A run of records
──────────────────────────────

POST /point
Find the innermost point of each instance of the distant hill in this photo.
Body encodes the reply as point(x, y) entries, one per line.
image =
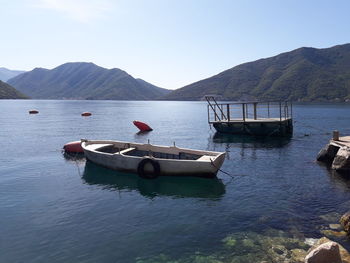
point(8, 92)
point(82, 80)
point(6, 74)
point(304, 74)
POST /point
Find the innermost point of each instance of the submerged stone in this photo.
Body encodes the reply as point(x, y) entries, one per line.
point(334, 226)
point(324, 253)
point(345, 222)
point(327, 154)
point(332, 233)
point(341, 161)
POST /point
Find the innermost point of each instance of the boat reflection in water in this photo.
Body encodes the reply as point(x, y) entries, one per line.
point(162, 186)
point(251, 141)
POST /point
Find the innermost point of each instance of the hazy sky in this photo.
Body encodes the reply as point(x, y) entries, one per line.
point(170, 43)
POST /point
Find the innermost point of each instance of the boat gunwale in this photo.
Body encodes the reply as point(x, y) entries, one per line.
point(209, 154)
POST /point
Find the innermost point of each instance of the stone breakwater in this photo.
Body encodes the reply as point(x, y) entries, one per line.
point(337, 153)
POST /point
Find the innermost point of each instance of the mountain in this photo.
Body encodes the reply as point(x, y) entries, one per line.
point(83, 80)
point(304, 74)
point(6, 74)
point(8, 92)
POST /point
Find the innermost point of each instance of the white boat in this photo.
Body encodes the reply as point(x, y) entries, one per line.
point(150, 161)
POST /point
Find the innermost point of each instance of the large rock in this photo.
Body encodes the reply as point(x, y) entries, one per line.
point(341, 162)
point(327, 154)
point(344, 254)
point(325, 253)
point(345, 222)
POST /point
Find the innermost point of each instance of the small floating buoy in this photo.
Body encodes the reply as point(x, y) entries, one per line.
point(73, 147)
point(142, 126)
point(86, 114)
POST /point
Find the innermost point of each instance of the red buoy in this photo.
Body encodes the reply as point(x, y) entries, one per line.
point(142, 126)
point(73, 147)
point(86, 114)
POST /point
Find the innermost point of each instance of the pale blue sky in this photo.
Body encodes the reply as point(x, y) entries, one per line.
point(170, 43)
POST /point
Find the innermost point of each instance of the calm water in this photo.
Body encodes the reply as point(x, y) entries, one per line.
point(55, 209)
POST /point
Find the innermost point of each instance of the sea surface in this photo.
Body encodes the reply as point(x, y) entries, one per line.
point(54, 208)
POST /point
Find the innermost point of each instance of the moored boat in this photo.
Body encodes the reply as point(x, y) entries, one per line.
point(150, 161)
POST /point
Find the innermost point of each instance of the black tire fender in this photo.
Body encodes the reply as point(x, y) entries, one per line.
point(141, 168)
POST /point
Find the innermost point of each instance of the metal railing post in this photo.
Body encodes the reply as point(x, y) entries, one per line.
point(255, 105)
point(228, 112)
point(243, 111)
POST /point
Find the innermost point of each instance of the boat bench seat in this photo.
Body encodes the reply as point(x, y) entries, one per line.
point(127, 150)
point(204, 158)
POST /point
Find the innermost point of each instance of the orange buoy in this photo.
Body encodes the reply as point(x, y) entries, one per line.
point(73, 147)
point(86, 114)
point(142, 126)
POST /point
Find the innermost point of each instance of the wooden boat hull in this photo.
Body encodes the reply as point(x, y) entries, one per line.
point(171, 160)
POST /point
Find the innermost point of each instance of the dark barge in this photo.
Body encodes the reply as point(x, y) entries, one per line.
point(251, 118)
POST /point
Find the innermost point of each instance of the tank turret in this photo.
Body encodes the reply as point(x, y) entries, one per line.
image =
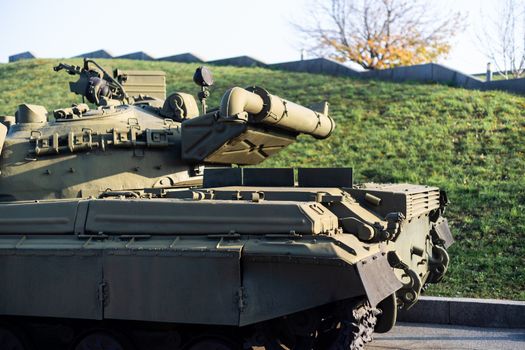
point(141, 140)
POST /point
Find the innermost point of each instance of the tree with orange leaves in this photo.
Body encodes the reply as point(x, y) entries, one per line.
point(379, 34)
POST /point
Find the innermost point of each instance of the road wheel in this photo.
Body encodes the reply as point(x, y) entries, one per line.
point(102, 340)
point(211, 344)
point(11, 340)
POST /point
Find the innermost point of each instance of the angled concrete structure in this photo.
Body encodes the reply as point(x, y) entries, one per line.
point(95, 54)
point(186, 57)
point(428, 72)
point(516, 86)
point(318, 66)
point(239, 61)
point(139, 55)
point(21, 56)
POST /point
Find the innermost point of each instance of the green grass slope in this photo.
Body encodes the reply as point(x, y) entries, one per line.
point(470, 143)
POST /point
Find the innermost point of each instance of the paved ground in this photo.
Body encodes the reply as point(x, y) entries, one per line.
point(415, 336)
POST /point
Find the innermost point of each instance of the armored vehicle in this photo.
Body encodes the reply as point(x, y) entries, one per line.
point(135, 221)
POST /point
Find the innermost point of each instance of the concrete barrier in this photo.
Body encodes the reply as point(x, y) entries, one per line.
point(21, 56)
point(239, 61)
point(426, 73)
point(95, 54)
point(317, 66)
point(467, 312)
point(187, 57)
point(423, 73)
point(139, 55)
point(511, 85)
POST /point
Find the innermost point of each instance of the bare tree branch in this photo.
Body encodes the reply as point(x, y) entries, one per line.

──────────────────────────────

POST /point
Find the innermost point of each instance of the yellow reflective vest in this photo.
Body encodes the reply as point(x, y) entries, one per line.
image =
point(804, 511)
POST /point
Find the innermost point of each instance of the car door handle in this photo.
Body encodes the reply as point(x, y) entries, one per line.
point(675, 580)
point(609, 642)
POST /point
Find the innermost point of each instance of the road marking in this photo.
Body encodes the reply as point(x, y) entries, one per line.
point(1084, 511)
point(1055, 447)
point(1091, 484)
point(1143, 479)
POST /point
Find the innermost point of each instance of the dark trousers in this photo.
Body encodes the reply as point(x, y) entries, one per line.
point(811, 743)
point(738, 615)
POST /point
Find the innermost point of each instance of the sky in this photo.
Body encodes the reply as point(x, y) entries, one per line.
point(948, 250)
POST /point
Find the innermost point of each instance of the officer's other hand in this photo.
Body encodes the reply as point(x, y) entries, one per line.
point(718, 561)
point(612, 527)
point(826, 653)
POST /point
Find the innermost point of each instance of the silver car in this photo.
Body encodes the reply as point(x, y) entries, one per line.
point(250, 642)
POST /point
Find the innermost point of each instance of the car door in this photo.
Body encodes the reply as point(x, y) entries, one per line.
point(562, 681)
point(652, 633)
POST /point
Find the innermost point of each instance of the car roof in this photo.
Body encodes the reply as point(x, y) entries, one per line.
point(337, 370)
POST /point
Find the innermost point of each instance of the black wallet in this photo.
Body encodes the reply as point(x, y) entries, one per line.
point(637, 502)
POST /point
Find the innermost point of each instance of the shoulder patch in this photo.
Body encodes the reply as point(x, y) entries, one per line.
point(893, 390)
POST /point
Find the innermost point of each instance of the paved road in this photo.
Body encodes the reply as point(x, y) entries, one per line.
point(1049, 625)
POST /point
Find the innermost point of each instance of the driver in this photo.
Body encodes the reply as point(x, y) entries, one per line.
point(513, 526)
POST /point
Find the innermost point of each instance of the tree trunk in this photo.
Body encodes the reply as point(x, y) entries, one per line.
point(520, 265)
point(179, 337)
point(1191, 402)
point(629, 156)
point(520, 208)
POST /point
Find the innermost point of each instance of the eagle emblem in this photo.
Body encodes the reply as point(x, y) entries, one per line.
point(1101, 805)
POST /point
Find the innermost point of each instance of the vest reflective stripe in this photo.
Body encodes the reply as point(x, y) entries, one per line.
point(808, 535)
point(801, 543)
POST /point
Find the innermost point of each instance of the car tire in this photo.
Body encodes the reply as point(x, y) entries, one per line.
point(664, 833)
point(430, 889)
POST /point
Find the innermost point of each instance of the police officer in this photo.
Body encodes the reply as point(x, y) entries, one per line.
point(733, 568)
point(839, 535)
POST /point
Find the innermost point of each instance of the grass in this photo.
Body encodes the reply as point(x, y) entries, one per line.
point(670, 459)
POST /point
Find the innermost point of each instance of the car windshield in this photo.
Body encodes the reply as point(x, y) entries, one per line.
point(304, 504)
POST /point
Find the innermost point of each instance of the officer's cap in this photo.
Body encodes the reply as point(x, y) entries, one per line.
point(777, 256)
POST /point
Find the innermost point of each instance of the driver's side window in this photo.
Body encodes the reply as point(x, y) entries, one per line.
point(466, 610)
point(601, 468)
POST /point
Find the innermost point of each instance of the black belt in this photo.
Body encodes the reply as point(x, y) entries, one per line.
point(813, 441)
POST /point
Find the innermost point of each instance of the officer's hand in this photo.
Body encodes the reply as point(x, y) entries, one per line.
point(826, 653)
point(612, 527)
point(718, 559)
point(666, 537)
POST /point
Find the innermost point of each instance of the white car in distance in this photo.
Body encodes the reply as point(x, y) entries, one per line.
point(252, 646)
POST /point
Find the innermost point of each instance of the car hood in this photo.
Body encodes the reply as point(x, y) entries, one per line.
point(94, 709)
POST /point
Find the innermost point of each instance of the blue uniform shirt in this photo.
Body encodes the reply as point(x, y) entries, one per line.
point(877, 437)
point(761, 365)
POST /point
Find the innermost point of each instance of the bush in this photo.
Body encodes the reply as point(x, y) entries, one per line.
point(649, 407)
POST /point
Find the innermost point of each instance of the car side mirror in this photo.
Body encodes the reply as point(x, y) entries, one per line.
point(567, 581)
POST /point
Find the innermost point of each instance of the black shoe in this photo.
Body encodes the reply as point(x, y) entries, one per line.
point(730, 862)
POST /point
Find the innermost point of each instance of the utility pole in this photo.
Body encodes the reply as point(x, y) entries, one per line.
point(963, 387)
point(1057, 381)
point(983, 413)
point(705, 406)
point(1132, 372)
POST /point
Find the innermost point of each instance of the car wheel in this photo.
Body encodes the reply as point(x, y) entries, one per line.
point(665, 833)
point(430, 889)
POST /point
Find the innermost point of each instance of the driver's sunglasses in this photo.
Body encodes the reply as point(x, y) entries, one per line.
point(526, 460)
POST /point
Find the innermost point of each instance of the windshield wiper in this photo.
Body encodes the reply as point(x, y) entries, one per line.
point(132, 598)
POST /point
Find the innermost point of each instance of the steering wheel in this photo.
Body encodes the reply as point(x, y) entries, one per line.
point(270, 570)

──────────────────────────────

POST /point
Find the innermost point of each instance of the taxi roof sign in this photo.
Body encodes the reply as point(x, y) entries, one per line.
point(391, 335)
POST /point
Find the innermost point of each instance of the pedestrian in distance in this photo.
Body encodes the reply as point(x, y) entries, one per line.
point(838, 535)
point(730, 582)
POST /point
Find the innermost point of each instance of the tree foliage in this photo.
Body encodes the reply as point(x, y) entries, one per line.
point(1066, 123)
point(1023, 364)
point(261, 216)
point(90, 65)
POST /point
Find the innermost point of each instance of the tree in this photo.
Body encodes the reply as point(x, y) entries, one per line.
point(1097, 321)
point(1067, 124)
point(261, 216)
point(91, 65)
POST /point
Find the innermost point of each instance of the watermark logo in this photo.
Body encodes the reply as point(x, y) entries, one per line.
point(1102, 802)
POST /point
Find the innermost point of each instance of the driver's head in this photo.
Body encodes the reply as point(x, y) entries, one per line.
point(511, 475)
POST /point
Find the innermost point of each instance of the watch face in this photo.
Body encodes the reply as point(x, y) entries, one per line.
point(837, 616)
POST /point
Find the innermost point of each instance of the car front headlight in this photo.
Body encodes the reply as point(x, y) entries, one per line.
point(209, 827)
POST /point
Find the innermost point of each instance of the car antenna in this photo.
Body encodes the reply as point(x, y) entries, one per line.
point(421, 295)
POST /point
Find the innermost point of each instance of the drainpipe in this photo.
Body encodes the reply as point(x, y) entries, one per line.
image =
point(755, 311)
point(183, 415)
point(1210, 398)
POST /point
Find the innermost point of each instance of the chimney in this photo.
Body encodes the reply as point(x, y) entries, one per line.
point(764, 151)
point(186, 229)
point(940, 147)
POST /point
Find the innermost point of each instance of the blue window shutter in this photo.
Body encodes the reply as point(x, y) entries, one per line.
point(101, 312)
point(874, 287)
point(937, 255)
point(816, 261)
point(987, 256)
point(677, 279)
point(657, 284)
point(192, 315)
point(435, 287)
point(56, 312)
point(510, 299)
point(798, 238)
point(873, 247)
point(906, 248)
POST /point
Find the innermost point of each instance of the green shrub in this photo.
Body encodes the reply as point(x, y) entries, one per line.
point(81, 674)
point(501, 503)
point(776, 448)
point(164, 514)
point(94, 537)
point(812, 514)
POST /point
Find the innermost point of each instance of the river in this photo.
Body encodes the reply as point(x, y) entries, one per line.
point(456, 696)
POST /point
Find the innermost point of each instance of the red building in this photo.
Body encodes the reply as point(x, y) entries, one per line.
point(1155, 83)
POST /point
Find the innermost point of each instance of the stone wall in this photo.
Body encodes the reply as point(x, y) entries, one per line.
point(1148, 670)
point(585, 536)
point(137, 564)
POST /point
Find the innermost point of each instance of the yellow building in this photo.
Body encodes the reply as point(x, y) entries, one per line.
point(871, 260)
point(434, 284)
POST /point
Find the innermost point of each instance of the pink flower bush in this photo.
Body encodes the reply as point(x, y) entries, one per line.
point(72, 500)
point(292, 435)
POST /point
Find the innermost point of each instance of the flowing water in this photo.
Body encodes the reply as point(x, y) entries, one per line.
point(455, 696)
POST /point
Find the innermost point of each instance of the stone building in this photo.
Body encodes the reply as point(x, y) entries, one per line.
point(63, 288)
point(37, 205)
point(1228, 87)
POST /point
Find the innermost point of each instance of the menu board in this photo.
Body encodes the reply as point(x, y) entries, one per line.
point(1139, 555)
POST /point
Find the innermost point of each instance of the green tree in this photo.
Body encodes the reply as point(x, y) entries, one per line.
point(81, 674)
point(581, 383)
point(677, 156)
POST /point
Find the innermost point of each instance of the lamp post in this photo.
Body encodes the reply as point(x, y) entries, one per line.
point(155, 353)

──────────────────────────────

TASK STATEMENT: List every line of the records above that contains the string "orange". Case counts.

TASK ANSWER:
Find the innermost point of each instance of the orange buoy in this photo.
Find the innermost point of each instance of the tree with orange leaves in this photo.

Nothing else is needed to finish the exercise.